AIM OF THE TASK -> Pick out each line of the listing below that contains the string "storage", and copy those lines. Case counts.
***
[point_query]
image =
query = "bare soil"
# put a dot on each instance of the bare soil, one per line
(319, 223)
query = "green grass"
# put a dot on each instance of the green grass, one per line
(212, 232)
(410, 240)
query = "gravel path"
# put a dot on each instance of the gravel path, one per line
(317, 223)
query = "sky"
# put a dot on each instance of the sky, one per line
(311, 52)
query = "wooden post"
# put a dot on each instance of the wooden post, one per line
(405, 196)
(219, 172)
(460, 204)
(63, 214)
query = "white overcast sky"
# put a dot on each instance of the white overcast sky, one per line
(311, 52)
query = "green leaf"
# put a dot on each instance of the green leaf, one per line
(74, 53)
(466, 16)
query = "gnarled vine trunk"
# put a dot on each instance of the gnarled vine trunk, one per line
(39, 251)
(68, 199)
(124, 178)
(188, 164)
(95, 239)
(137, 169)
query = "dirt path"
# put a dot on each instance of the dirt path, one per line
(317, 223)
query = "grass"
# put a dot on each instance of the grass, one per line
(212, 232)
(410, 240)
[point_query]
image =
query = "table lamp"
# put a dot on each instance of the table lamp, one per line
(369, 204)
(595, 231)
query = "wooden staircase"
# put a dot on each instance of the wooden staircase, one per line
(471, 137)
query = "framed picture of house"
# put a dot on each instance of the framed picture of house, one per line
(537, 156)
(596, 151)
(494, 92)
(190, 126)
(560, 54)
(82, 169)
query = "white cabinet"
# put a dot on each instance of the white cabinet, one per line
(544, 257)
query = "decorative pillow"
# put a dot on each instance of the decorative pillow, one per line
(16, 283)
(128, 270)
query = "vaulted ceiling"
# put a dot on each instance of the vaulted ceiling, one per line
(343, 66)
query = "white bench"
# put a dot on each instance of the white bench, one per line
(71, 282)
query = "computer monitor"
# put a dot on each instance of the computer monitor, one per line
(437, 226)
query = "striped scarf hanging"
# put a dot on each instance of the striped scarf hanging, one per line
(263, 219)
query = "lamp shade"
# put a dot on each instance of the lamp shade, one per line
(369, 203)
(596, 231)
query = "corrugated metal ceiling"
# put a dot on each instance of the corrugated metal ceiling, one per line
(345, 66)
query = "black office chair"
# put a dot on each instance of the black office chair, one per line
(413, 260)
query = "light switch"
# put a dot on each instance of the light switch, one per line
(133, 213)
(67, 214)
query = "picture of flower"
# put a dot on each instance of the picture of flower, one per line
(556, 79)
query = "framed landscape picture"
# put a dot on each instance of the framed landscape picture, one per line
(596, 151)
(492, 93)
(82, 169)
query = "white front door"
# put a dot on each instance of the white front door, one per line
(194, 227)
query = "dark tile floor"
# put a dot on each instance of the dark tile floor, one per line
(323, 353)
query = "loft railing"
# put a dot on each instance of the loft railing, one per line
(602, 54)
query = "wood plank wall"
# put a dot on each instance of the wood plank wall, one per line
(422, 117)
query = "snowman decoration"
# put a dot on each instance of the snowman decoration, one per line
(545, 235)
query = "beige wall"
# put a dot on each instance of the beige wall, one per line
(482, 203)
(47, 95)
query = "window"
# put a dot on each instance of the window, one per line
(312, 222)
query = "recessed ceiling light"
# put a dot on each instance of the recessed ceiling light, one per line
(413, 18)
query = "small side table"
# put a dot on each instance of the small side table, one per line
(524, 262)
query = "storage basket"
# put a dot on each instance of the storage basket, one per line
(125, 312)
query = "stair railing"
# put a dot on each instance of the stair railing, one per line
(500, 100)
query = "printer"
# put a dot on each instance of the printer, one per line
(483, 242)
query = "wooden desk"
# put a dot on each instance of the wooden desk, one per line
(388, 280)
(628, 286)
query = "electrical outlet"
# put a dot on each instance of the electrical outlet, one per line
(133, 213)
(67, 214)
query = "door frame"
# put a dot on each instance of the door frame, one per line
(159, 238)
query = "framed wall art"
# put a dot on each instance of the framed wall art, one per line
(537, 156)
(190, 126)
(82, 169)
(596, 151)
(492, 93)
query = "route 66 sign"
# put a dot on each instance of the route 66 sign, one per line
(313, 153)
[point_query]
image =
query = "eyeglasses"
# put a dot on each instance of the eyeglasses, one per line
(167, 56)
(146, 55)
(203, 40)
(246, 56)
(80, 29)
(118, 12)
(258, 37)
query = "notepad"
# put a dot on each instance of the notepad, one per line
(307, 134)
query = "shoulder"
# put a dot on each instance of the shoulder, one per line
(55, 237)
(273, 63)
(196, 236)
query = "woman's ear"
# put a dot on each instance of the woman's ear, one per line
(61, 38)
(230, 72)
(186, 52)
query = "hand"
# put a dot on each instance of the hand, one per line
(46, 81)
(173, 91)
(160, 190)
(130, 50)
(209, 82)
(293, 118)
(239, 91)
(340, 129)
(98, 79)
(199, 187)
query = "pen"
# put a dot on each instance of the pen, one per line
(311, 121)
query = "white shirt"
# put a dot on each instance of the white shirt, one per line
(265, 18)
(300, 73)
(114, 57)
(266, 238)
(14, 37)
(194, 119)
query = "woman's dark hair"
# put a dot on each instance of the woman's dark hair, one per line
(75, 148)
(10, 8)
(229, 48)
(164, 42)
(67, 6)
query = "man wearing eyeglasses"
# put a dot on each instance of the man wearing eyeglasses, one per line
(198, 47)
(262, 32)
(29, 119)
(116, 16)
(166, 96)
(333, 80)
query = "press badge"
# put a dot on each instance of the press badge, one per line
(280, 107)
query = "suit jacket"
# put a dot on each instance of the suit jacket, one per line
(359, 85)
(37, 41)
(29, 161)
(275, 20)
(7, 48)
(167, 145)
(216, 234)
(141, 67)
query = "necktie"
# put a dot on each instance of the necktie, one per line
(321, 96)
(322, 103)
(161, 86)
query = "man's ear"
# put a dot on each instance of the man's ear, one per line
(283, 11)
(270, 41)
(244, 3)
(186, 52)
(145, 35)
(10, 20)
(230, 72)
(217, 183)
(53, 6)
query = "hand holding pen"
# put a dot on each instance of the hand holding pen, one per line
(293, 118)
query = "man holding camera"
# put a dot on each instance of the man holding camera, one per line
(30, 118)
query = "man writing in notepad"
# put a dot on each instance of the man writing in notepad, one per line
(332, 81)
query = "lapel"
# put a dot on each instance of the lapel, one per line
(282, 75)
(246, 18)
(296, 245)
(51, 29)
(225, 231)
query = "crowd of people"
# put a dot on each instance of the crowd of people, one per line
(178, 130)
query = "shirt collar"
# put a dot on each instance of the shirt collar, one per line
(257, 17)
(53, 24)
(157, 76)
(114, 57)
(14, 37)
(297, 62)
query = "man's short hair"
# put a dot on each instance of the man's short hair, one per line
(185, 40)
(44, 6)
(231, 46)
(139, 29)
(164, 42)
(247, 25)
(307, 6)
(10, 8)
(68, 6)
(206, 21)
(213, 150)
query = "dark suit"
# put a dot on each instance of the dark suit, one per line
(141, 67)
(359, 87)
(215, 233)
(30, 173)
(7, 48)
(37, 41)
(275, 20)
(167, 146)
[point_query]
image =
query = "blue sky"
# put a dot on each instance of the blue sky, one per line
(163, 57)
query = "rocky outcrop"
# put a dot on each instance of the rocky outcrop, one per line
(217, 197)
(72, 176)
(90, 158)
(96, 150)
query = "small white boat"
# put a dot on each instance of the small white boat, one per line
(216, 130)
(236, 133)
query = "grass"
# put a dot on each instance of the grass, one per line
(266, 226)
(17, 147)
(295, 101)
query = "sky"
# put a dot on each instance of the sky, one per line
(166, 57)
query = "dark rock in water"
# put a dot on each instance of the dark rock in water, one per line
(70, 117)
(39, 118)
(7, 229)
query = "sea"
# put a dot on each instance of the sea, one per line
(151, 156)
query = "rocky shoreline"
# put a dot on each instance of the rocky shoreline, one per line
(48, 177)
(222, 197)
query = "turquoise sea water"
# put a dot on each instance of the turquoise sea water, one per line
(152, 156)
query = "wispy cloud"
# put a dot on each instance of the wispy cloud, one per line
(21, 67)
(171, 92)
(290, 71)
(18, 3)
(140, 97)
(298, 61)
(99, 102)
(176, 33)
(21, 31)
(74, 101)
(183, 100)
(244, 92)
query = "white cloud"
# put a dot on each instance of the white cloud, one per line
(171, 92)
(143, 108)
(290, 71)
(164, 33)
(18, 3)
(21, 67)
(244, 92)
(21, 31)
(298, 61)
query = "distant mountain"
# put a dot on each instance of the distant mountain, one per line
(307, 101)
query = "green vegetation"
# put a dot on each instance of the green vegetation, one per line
***
TASK OUTPUT ->
query = "storage basket"
# put a dot on each instance of the storage basket, one per line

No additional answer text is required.